- Provided records:
— start —

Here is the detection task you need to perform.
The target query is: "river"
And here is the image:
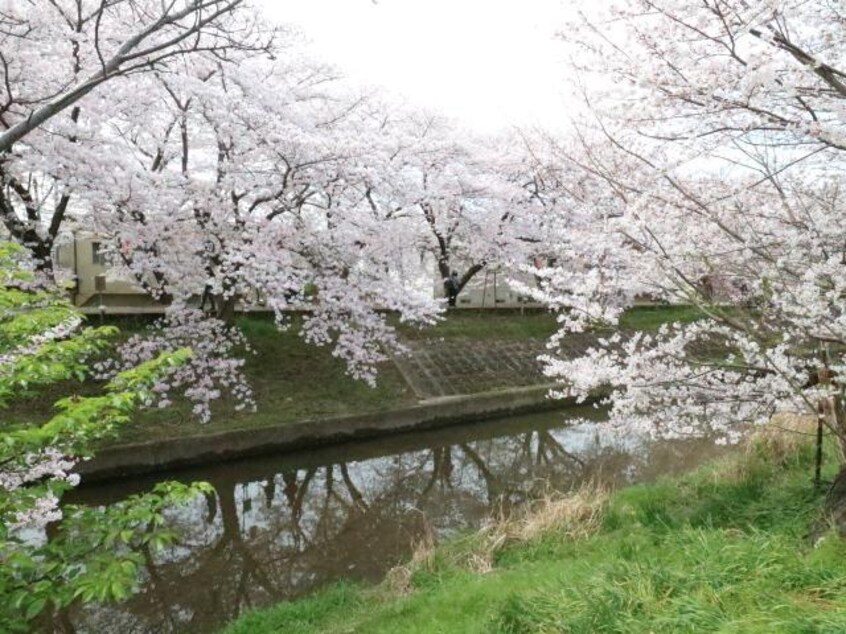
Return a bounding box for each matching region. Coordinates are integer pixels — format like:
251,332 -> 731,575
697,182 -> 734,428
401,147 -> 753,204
63,407 -> 720,634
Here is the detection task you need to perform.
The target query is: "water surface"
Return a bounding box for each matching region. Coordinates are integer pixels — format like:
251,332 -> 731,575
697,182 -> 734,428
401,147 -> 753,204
69,408 -> 719,634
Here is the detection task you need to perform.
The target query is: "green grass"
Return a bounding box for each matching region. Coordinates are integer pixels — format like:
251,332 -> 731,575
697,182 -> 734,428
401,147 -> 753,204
399,308 -> 556,341
620,305 -> 703,330
219,424 -> 846,634
114,317 -> 416,442
0,306 -> 708,443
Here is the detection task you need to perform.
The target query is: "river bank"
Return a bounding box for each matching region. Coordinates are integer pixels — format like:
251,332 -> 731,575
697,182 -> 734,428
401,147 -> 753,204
74,307 -> 696,472
225,420 -> 846,634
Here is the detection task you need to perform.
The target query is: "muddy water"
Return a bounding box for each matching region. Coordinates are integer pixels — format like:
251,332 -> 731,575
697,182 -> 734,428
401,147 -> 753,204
64,408 -> 718,634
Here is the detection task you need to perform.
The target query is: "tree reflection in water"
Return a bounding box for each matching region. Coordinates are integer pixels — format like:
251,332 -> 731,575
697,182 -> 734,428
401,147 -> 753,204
64,414 -> 715,634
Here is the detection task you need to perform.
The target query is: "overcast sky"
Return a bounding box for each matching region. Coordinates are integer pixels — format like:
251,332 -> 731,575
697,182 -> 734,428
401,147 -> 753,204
261,0 -> 572,130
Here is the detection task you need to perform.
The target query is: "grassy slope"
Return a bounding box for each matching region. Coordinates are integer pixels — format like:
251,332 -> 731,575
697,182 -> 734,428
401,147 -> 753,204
220,428 -> 846,634
0,307 -> 708,442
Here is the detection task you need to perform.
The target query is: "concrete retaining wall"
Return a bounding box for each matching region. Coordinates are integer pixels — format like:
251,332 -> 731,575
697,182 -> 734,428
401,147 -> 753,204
77,386 -> 588,482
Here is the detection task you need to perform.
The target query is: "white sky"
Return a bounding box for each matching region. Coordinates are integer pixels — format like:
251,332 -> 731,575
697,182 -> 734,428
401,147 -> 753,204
260,0 -> 572,130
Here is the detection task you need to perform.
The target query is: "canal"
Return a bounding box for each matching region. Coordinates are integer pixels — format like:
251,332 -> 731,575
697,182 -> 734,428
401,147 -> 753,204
68,407 -> 720,634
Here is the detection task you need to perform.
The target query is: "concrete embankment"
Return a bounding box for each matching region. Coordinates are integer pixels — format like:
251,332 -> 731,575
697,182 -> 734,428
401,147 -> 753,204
78,385 -> 596,482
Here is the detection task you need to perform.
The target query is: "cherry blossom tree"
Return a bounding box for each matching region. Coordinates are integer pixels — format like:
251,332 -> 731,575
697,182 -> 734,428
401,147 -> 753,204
0,242 -> 207,632
0,0 -> 271,270
366,112 -> 542,300
545,0 -> 846,454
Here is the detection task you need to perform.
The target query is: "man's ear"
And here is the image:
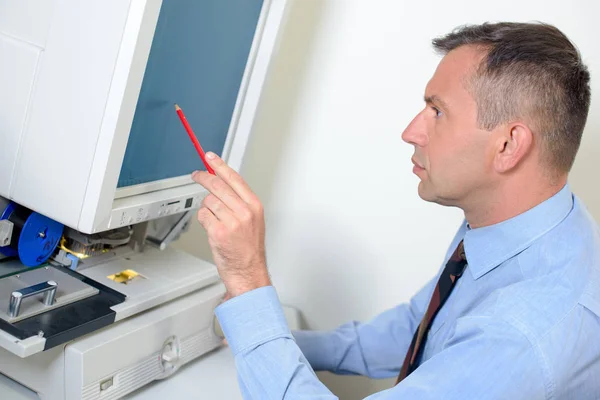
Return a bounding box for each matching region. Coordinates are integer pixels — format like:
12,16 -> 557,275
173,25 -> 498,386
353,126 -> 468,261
494,123 -> 533,173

— end —

- Goal: Turn the whole listing above into a numbered list with one line per item, skipping blank lines and leaving out the pictures.

- Solution to the problem:
1. Here is the detection task you need to perform.
2. The target query is: "river"
3. And here is the image:
4. Return a bounding box for each matching region. Coordinates are integer pixels — format like:
5. 251,332 -> 731,575
6. 697,182 -> 734,428
7. 401,147 -> 753,204
8. 63,407 -> 720,634
9. Here is the detection task you need to perform.
10. The target query is: "water surface"
11. Return a bounding box for each matching region. Coordinates are integer pixels — format like:
12. 251,332 -> 731,575
13. 697,182 -> 734,428
14. 401,147 -> 753,204
15. 69,408 -> 719,634
16. Here is the detection task you need to perform.
17. The target query is: "green grass"
18. Return a bounding box for each matching region. Coordinates are integer pixels — format like:
19. 251,332 -> 731,575
20. 697,182 -> 734,428
21. 401,147 -> 753,204
22. 399,308 -> 556,341
23. 620,305 -> 703,330
24. 219,424 -> 846,634
25. 114,317 -> 416,442
26. 0,306 -> 708,443
27. Here is the detection task you need to perform.
28. The target query is: "river bank"
29. Return a bounding box for each matching region. Coordinates are integer pixels — format like:
30. 251,332 -> 731,575
31. 697,182 -> 734,428
32. 401,147 -> 753,204
33. 74,307 -> 696,472
34. 225,420 -> 846,634
35. Here is the detection task you need to perform.
36. The target query is: "muddy water"
37. Return a bounding box for each matching region. Coordinates are integer pixels — format like:
38. 251,332 -> 731,575
39. 697,182 -> 734,428
40. 401,147 -> 753,204
41. 64,408 -> 718,634
42. Here is the detection task you need to perform.
43. The target query is: "tree reflection in water"
44. Return a bounding box for each matching region. Coordinates are integer pixels — format like:
45. 251,332 -> 731,575
46. 697,182 -> 734,428
47. 401,147 -> 753,204
48. 64,414 -> 715,634
49. Here is the detection task you need to perform.
50. The target query is: "overcast sky"
51. Return a bounding box for each matching region. Coordinates are integer pixels — format like:
52. 251,332 -> 731,575
53. 697,182 -> 734,428
54. 401,147 -> 753,204
55. 261,0 -> 572,130
56. Here is the detection task you need to perform.
57. The target query is: "grassy slope"
58. Return a bounding box for each matching region. Coordinates are integer pixels — format like:
59. 251,332 -> 731,575
60. 697,182 -> 734,428
61. 401,147 -> 753,204
62. 220,428 -> 846,634
63. 0,307 -> 708,442
64. Here is the detection task you need to perform.
65. The target query is: "concrete retaining wall"
66. Return a bounding box for each matching region. Coordinates are integer pixels — format like:
67. 251,332 -> 731,575
68. 697,182 -> 734,428
69. 401,147 -> 753,204
70. 77,386 -> 588,482
71. Here is the detection task you need to perform.
72. The target query is: "white sky"
73. Return a bounding box for each matching region. Coordinates are integer pixels — format like:
74. 251,332 -> 731,575
75. 697,182 -> 734,428
76. 401,147 -> 753,204
77. 260,0 -> 572,130
78. Here is the detection task you need to perform.
79. The target query is: "canal"
80. Return a bounding box for each matching region. Coordinates are integer pixels — format like:
81. 251,332 -> 731,575
82. 697,182 -> 734,428
83. 401,147 -> 753,204
84. 68,407 -> 720,634
85. Here is the detection task you need to perform.
86. The target query is: "concrete embankment"
87. Return a bounding box for each matching region. Coordinates are integer pixels — format like:
88. 251,332 -> 731,575
89. 697,182 -> 734,428
90. 401,147 -> 753,204
91. 78,385 -> 596,482
92. Here is the detection task you need to perform.
93. The target query is: "cherry blossom tree"
94. Return a bounding box for each matching region. Coordinates are integer pixels — format like:
95. 251,332 -> 731,575
96. 697,182 -> 734,428
97. 401,147 -> 753,204
98. 0,242 -> 207,632
99. 0,0 -> 271,270
100. 366,112 -> 542,300
101. 545,0 -> 846,454
102. Here is the detection task you need to perform.
103. The target query is: "man's ear"
104. And here is the image:
105. Return a bounding box for each matching region. Coordinates are integer pixels — format like:
106. 12,16 -> 557,275
107. 173,25 -> 498,386
108. 353,126 -> 468,261
109. 494,123 -> 533,173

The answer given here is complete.